> Required action: Please reproduce all entries word for word, leaving every image behind.

> Records to process:
──────

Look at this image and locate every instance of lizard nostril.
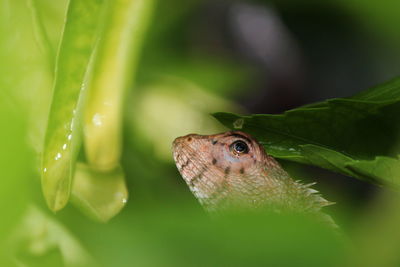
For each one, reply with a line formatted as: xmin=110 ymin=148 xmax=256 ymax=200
xmin=187 ymin=137 xmax=192 ymax=142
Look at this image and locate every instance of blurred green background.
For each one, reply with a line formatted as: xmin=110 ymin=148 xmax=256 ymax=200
xmin=1 ymin=0 xmax=400 ymax=266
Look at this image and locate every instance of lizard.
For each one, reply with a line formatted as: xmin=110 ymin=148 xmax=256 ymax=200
xmin=172 ymin=131 xmax=335 ymax=224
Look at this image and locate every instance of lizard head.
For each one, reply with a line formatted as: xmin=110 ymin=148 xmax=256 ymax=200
xmin=172 ymin=131 xmax=334 ymax=219
xmin=172 ymin=131 xmax=268 ymax=210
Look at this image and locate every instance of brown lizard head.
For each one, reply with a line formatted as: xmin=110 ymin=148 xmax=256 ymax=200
xmin=172 ymin=131 xmax=335 ymax=227
xmin=172 ymin=131 xmax=282 ymax=211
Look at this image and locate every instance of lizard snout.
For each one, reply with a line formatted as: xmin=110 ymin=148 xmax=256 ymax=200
xmin=173 ymin=133 xmax=200 ymax=146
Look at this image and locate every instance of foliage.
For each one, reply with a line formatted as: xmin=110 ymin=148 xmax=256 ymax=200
xmin=214 ymin=77 xmax=400 ymax=188
xmin=2 ymin=0 xmax=400 ymax=266
xmin=41 ymin=0 xmax=104 ymax=212
xmin=41 ymin=0 xmax=153 ymax=218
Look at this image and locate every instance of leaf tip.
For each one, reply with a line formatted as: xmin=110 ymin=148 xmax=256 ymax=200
xmin=41 ymin=165 xmax=71 ymax=212
xmin=43 ymin=189 xmax=69 ymax=212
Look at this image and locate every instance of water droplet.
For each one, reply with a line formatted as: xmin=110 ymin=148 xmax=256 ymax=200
xmin=55 ymin=153 xmax=62 ymax=160
xmin=233 ymin=118 xmax=244 ymax=129
xmin=92 ymin=113 xmax=103 ymax=126
xmin=43 ymin=167 xmax=47 ymax=173
xmin=62 ymin=143 xmax=67 ymax=150
xmin=67 ymin=134 xmax=72 ymax=140
xmin=288 ymin=148 xmax=295 ymax=152
xmin=122 ymin=198 xmax=127 ymax=204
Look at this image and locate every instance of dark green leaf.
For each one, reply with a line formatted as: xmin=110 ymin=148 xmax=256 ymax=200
xmin=214 ymin=77 xmax=400 ymax=187
xmin=346 ymin=156 xmax=400 ymax=186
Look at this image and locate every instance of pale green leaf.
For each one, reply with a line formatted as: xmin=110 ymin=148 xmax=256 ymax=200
xmin=71 ymin=163 xmax=128 ymax=223
xmin=41 ymin=0 xmax=103 ymax=211
xmin=84 ymin=0 xmax=154 ymax=170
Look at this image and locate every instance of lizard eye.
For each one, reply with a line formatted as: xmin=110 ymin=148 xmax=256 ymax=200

──────

> Written response:
Look at this image and locate every instance of lizard nostril.
For each one, reply with a line formatted as: xmin=110 ymin=148 xmax=256 ymax=200
xmin=187 ymin=137 xmax=192 ymax=142
Look at this image and locate every instance of blurred green background.
For each one, reply with a line formatted as: xmin=110 ymin=148 xmax=256 ymax=200
xmin=1 ymin=0 xmax=400 ymax=266
Look at this image and locate every instance of lizard.
For each one, reply with a line formatted as: xmin=110 ymin=148 xmax=256 ymax=200
xmin=172 ymin=131 xmax=335 ymax=224
Look at this image and locate every instance of lizard head.
For each one, reply with a line formatted as: xmin=110 ymin=148 xmax=256 ymax=200
xmin=172 ymin=131 xmax=334 ymax=219
xmin=172 ymin=131 xmax=268 ymax=210
Look at this image and locate every instance of brown lizard head.
For each one, reply with a line formatted as: xmin=110 ymin=148 xmax=256 ymax=200
xmin=172 ymin=131 xmax=335 ymax=227
xmin=172 ymin=131 xmax=282 ymax=211
Look at this image and locate every instance of lizard snout.
For each one, reply with a line formatted as: xmin=110 ymin=148 xmax=256 ymax=200
xmin=173 ymin=133 xmax=200 ymax=146
Look at this image and locate every instance of foliage.
For each one, reply with a line formatted as: xmin=110 ymin=148 xmax=256 ymax=200
xmin=214 ymin=77 xmax=400 ymax=188
xmin=2 ymin=0 xmax=400 ymax=266
xmin=41 ymin=0 xmax=104 ymax=212
xmin=41 ymin=0 xmax=153 ymax=218
Look at this image and locate every instance of leaf tip.
For each one, reply with a line formatted as: xmin=110 ymin=148 xmax=256 ymax=200
xmin=41 ymin=165 xmax=71 ymax=212
xmin=43 ymin=189 xmax=69 ymax=212
Look at this image and locate every instance of water droplet.
For each one, reply with a line formatted as: xmin=110 ymin=148 xmax=256 ymax=200
xmin=55 ymin=153 xmax=62 ymax=160
xmin=233 ymin=118 xmax=244 ymax=129
xmin=92 ymin=113 xmax=103 ymax=126
xmin=43 ymin=167 xmax=47 ymax=173
xmin=62 ymin=143 xmax=67 ymax=150
xmin=67 ymin=134 xmax=72 ymax=140
xmin=288 ymin=148 xmax=295 ymax=152
xmin=122 ymin=198 xmax=127 ymax=204
Look at this image and locate every instance of dark green leaf.
For each one, reply with a line formatted as: xmin=110 ymin=148 xmax=256 ymax=200
xmin=214 ymin=77 xmax=400 ymax=187
xmin=346 ymin=156 xmax=400 ymax=186
Look at this image and locate every instance of pale green leaf.
For each one, reply with a line formatted as: xmin=110 ymin=148 xmax=256 ymax=200
xmin=71 ymin=163 xmax=128 ymax=223
xmin=41 ymin=0 xmax=103 ymax=211
xmin=84 ymin=0 xmax=154 ymax=170
Look at this image and locate every instance of lizard eye.
For each one, reply with a line formatted as: xmin=110 ymin=148 xmax=256 ymax=200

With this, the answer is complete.